Begin SOURCE EXCERPT

# Scott Scale RC Jr w/ mods and weights



## stom_m3 (Jun 28, 2011)

I bought my son a Scott Scale RC Jr for his 9th birthday. He still fits his 20" well but will soon be too big for it (52" @ 61lbs).

The Scott is nice out of the box, but there were a few things I wanted to do to make it more kid and height friendly, such as, convert to 1X setup and change cranks lengths.

Some initial thoughts on the RC Jr;

Frame - The weight with headset (~100g), and seat clamp (~15g) came in at 1504g or 3.31 pounds which is heavy. They could have easily made it less than 3 pounds. There's a super thick and large kick stand plate right behind the bottom bracket. Why?

Fork - Finally an air fork! Unfortunately, it's heavy at 1839g or 4 pounds. It does come with an aluminum steer tube and magnesium lowers but the thing is still a tank. The travel is limited to about 50mm because of the strong negative springs. I've varied the air pressure from 50-100psi but there's not much difference. The air chamber in the damping/air spring unit is just too small for any significant change. 
I've already dissected the whole fork. Removing the negative springs will allow the fork to have 80mm of travel but removes all small bump compliance. There's a whole lot of stiction without the negative springs. 
I'll let him try it for a few rides and see what's more important; a cush ride or more travel. I think more travel will prevail. In the end, I'll probably reduce the negative spring which is comprised of 2 stacked coil springs (heavy and light) and increase the travel to 75mm with an added top out bumper.

Syncros Components - Scott bought Syncros which is why you now see them on the bike. The parts are ok but not the lightest options. Probably part of the 2 pound increase over the previous year RC Jr. The other weight increase was probably because of the fork. The Syncros handlebars weighed in at 290g! That's insane for a kids bar. I swapped it out for a Truvative T30 @ 162g cut to 560mm.

Drive Train - I liked the Shimano hardware. Looks like they put some thought into which components should go where. The 3X cranks are too long. I understand why they did it. No one makes a 3X crankset less than 165mm though I would think at the volume they are buying at, someone would redrill/tap new holes. It would have been cool if they would have removed the 44T and spec'd a bash ring. Also, the two inner chainrings are steel.

Wheelset - The pair came in at 1632g w/ rim liners. Not bad though about the same as a standard 26" wheelset. Also, the tires are not Kevlar as spec'd on their page. They came in at 548g a piece. Not bad though will probably change to Kenda SB8's @ 425g.

End SOURCE EXCERPT
Begin DATASET CONTENT

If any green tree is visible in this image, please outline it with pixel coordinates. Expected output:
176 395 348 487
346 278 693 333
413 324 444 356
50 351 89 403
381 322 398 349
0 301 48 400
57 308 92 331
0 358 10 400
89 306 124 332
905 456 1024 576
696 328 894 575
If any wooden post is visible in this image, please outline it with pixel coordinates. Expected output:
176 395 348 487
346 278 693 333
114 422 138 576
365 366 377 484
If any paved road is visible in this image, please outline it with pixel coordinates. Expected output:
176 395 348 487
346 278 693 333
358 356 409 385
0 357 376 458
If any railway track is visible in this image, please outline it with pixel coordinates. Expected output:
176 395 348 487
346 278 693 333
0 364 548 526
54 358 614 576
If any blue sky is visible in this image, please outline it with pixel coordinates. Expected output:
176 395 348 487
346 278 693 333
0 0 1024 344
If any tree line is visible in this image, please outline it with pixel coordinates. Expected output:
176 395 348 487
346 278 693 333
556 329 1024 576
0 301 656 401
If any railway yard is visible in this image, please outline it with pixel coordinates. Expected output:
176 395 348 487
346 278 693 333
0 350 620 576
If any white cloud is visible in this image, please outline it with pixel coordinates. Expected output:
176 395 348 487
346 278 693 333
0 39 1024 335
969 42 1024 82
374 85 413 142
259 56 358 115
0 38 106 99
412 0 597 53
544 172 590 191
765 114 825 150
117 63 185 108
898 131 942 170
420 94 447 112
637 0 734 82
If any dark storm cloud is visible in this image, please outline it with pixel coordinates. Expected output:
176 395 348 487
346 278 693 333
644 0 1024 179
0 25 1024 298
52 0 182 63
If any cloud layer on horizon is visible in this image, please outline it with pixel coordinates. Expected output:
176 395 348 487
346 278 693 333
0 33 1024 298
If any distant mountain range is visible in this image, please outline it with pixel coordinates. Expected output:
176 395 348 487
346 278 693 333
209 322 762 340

End DATASET CONTENT

REQUIREMENT 1:
According to the Scott Scale RC Jr post, what did the stock Syncros handlebars weigh?
REQUIREMENT 2:
Continue the Scott Scale RC Jr post from its final sentence.

RESULT 1:
290g

RESULT 2:
Brakes - Fairly standard brakes. Not as smooth as an Avid 7 or XT but that may be the brake liners which are Jagwire. I thought the Jagwire brand was supposed to be decent but I may change them to get smoother action. I also removed the lever return springs but that didn't help with the action.

Changes;
Drivetrain - Converted to a 1x10. I could have used the stock stuff but I wanted a 36T cog. I could have achieved this 3 different ways;
1. Bought the HG61 12-36 but it's a boat anchor @ 424g.
2. Bought the HG61, remove the 36T cog and mate it with the stock XT cassette and remove the 11T inner cog.
3. Buy a 10spd drive train.
I ended up going with the 10spd because the cost differential was only the rear derailleur @ $60 and chain @ $31. It alleviates me from the boat anchor HG61 or home brewing an 9spd XT 36T hybrid.

Crankset - Too long and too heavy. Swapped out for a simple Sinz single 34T. I had a spare Ti bottom bracket so I threw that in the mix too.

Weighty stuff - I swapped out the handlebars because of weight but that's about it.

Enough with the banter already, here are pics and weights.

Stock RC Jr. bike



Removing parts





After changes with 1X setup.



New gear ratio's. Highlighted is the 34T. I toyed around with getting a 104bcd crank and getting a 30T front but didn't want to drop any more dough.



Weights


----------



## Venturewest (Jul 13, 2007)

Great thread! Thanks for all your work on this one. Your kid will love it.


----------



## GrayJay (May 16, 2011)

Great start. Lighter tubeless tires and a lighter fork and you should be able to hit 20 pounds.

I am curious to figure out if there are any available kids 24" frames that weigh less than 3 pounds. Should be entirely possible for a lightweight custom high end 24" frame to weigh closer to 2 pounds, just curious to know what lightest production frame currently is.....


----------



## GSJ1973 (May 8, 2011)

Thanks for detailing the weights out. My son has the Scale Jr (non RC) and bar/stem/post/tire swap dropped 2 pounds. What are these RC JR models going for new now? Curious what $ total do you have into it with the mods? Check out Rocket Rons. 465 grams and way better grip than Small Block 8's. Well worth the extra weight in my experience.


----------



## Jordan300 (Jul 26, 2008)

Great job with the excel sheet, I like seeing the differences, Now I want to make one.


----------



## stom_m3 (Jun 28, 2011)

GSJ1973 said:


> Thanks for detailing the weights out. My son has the Scale Jr (non RC) and bar/stem/post/tire swap dropped 2 pounds. What are these RC JR models going for new now? Curious what $ total do you have into it with the mods? Check out Rocket Rons. 465 grams and way better grip than Small Block 8's. Well worth the extra weight in my experience.


It would be interesting to know the weight of the non-RC frame if you ever have the bike stripped down.

As for the costing, a new RC Jr retails for $1050. I was able to negotiate 15% off as I've bought other bikes from this store. The extra parts added to $410. I know some people would balk at the price but I have the means and if it allows me to be able to enjoy spending time with my family, it's worth it.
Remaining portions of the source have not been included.